*What you need to do*
Reproduce the following material word for word, keeping every line unchanged and in the same order.

*Supplied information*
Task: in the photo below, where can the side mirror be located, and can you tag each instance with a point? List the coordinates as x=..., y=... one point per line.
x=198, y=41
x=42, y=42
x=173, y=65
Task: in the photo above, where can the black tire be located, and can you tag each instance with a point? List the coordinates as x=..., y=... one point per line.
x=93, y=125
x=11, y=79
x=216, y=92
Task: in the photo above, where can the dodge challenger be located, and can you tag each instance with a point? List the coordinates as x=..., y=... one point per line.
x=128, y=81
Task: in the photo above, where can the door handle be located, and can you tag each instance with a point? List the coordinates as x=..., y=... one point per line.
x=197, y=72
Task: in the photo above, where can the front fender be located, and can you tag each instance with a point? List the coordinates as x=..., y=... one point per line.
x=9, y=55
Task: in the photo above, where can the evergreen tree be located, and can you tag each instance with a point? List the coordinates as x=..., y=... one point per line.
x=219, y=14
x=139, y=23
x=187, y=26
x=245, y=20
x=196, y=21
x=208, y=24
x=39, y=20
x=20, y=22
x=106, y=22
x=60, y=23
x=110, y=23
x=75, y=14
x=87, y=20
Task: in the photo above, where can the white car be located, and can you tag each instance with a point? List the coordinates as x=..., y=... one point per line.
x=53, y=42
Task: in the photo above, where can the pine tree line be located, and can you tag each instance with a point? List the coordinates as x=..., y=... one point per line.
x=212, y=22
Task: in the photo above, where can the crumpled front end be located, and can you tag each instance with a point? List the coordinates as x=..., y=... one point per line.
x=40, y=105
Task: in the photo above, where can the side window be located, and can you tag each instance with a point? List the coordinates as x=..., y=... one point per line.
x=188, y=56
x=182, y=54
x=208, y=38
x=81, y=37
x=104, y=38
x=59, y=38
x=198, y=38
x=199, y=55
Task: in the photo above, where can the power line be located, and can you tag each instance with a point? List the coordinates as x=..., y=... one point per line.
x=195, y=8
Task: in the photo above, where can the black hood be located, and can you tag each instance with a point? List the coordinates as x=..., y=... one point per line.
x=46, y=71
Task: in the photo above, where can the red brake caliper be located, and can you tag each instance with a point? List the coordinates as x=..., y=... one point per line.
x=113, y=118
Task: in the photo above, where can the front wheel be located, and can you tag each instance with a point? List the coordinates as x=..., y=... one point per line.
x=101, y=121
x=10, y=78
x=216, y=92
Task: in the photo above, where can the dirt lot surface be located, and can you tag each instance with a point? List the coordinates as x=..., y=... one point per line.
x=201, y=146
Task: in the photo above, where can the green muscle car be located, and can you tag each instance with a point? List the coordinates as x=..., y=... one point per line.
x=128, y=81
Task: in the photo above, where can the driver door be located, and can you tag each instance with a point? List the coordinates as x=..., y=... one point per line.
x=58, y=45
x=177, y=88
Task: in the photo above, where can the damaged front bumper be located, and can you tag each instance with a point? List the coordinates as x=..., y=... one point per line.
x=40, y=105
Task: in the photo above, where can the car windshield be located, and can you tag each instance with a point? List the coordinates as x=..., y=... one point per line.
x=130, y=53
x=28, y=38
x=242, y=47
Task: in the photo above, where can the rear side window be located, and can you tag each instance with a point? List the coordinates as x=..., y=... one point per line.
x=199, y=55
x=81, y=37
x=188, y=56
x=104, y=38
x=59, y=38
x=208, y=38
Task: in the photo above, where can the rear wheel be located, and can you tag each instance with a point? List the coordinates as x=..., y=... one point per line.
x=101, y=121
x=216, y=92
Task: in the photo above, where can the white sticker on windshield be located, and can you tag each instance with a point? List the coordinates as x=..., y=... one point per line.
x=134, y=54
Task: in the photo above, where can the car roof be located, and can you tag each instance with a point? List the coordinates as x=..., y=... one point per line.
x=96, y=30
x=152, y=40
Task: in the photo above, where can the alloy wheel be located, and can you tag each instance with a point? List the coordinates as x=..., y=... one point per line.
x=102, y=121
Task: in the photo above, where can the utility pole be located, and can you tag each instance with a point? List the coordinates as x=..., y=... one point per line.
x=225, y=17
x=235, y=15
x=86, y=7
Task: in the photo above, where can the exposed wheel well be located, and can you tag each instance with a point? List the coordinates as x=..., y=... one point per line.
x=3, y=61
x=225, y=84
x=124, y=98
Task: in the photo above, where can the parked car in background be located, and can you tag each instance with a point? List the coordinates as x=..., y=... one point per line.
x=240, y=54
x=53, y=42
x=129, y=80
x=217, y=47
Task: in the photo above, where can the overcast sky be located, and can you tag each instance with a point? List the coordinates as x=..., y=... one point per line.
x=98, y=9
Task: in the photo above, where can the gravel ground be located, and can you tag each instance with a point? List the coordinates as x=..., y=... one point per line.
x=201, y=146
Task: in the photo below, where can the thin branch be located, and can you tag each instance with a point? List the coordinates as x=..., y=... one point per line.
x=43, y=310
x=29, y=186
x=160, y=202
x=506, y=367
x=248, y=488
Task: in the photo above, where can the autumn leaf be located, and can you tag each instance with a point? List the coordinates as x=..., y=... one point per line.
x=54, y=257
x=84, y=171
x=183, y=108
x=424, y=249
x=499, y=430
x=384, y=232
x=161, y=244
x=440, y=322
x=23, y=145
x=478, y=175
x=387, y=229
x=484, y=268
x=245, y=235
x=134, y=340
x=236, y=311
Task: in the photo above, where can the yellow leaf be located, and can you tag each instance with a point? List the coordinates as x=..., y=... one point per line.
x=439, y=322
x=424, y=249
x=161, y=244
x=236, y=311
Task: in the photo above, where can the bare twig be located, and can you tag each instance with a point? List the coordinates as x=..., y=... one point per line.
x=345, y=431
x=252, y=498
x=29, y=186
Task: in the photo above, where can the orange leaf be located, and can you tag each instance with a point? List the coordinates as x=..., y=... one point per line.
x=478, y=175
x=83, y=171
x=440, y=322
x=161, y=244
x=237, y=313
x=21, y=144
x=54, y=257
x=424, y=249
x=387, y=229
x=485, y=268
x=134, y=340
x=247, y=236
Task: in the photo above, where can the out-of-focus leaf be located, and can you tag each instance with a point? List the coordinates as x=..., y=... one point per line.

*Task result*
Task: in the photo below, where can the side mirror be located, and can you tag each instance with a point? List the coordinates as x=..., y=... one point per line.
x=198, y=41
x=42, y=42
x=173, y=65
Task: in the photo above, where can the black tire be located, and can you tag each instance with a point? List the coordinates as x=..., y=... one point per line.
x=93, y=125
x=11, y=79
x=216, y=92
Task: in the photo above, where can the dodge challenger be located, and can you tag each instance with a point? List the coordinates as x=..., y=... one point per line.
x=128, y=81
Task: in the photo above, where can the door handle be located, and can you tag each instance with a point? List the coordinates as x=..., y=... one point per line.
x=197, y=72
Task: in the photo above, where can the front fender be located, and can you tag each instance with a point? List the coordinates as x=..., y=... one point per line.
x=9, y=55
Task: in the photo above, where can the evergreen tree be located, and can you tag each instance with a point? List the coordinates as x=..., y=... one point per line.
x=219, y=14
x=139, y=23
x=187, y=26
x=245, y=20
x=196, y=21
x=208, y=24
x=39, y=20
x=20, y=22
x=106, y=22
x=60, y=23
x=110, y=23
x=75, y=14
x=87, y=20
Task: in the photo above, where can the white car be located, and can you tag each instance with a point? List the coordinates as x=..., y=... one point per line.
x=53, y=42
Task: in the photo above, where can the pine tree line be located, and can you tag each instance with a point? List the coordinates as x=..., y=... one point per line.
x=212, y=22
Task: in the photo above, where can the crumpled front end be located, and can you tag each instance with a point? List the coordinates as x=..., y=... one point per line.
x=40, y=105
Task: in the photo above, where can the side window be located, and can you tag each instance with a point? List the coordinates as x=..., y=... one point per line.
x=188, y=56
x=182, y=54
x=208, y=38
x=81, y=37
x=104, y=38
x=59, y=38
x=198, y=38
x=199, y=55
Task: in the photo above, where can the power line be located, and can you tag each instance with a point? List the coordinates as x=..., y=... one point per line.
x=195, y=8
Task: in the photo above, where can the black hood be located, and can you tag each instance with a point? List the coordinates as x=..., y=... one point per line.
x=46, y=71
Task: in the photo above, where can the red brake caliper be located, and can you tag each instance with a point? List the coordinates as x=..., y=... one point per line.
x=113, y=118
Task: in the photo above, where can the front wheel be located, and can you tag each instance with a point? List the coordinates as x=..., y=... one point per line.
x=101, y=121
x=10, y=78
x=216, y=92
Task: in the photo above, where can the dirt lot surface be located, and can you tag each instance with a point? List the coordinates as x=..., y=... one point per line.
x=201, y=146
Task: in the photo above, where can the green muscle car be located, and can you tag each instance with a point? List the coordinates as x=..., y=... one point per line.
x=128, y=81
Task: in the photo above, where can the driver door be located, and can you tag each instance with a point? List the coordinates as x=..., y=... one point per line.
x=58, y=45
x=177, y=88
Task: in the photo above, where can the damaged front bumper be located, and can you tag each instance with a point? List the coordinates as x=..., y=... one point per line.
x=40, y=105
Task: in the photo above, where can the car windshield be located, and can you tag each instance with a point? List the coordinates as x=..., y=... one point per line.
x=130, y=53
x=28, y=38
x=242, y=47
Task: in the photo above, where can the rear side window be located, and can you tag each instance with a point? List the coordinates as x=..., y=... one point per line.
x=199, y=55
x=81, y=37
x=188, y=56
x=104, y=38
x=59, y=38
x=208, y=38
Task: in the photo above, where can the rear wheel be located, and can you tag each instance with a point? List the coordinates as x=..., y=... one point per line.
x=101, y=121
x=216, y=92
Task: in the photo above, where can the white sticker on windshield be located, and can you tag each instance with a point? List the coordinates as x=..., y=... one point per line.
x=134, y=54
Task: in the photo above, where can the car roof be located, and can you tag each instance with a point? List the coordinates as x=..., y=... one point per line.
x=96, y=30
x=152, y=40
Task: in the photo above, where can the alloy wheel be located, and can you tag each instance with a point? List the coordinates as x=..., y=... one point per line.
x=102, y=121
Task: in the photo above, where can the utility pole be located, and can you tag each instance with a point? List the coordinates as x=..., y=... one point per line.
x=225, y=17
x=235, y=15
x=86, y=7
Task: in the photo above, where can the exposed wheel well be located, and can you tag each instance with a point? List the coordinates as x=..., y=... one point per line.
x=3, y=61
x=225, y=84
x=124, y=98
Task: in the photo above, where can the parked car in background be located, and can you tag each instance with a point? List the coordinates as x=..., y=... one point per line.
x=240, y=54
x=53, y=42
x=129, y=80
x=217, y=47
Task: in the photo above, where can the overcast sky be located, and can you tag each instance with a point? List the coordinates as x=..., y=... one point per line.
x=98, y=9
Task: in the photo above, where can the gravel ground be located, and can you tag each instance with a point? List the coordinates as x=..., y=... one point per line.
x=201, y=146
Task: in the photo below, where can the thin branch be located, and can you tag each instance with a point? List the coordinates as x=..., y=... one point per line.
x=43, y=310
x=29, y=186
x=160, y=202
x=506, y=367
x=248, y=488
Task: in the photo above, where can the autumn leaf be located, and can you tag each instance with a point? List the coordinates as x=..., y=... one point per line.
x=54, y=257
x=84, y=171
x=183, y=108
x=424, y=249
x=499, y=430
x=384, y=232
x=161, y=244
x=440, y=322
x=23, y=145
x=478, y=175
x=387, y=229
x=484, y=268
x=245, y=235
x=134, y=340
x=236, y=311
Task: in the photo above, where can the yellow leaf be located, and can you tag each instance with a point? List the coordinates as x=..., y=... one point per line.
x=439, y=322
x=424, y=249
x=161, y=244
x=236, y=311
Task: in the photo above, where can the bare twig be located, and can you tag each instance with a point? List the coordinates as x=..., y=... one point per line.
x=345, y=431
x=252, y=498
x=29, y=186
Task: in the photo above, where can the orange leaf be located, and can you tag each instance with a point? List the coordinates as x=..., y=... one point per line.
x=478, y=175
x=83, y=171
x=440, y=322
x=161, y=244
x=237, y=313
x=21, y=144
x=54, y=257
x=424, y=249
x=387, y=229
x=485, y=268
x=134, y=340
x=247, y=236
Task: in the photo above, where can the out-of-focus leaf be located, and can you tag each instance with a point? List the coordinates as x=..., y=... one point per line.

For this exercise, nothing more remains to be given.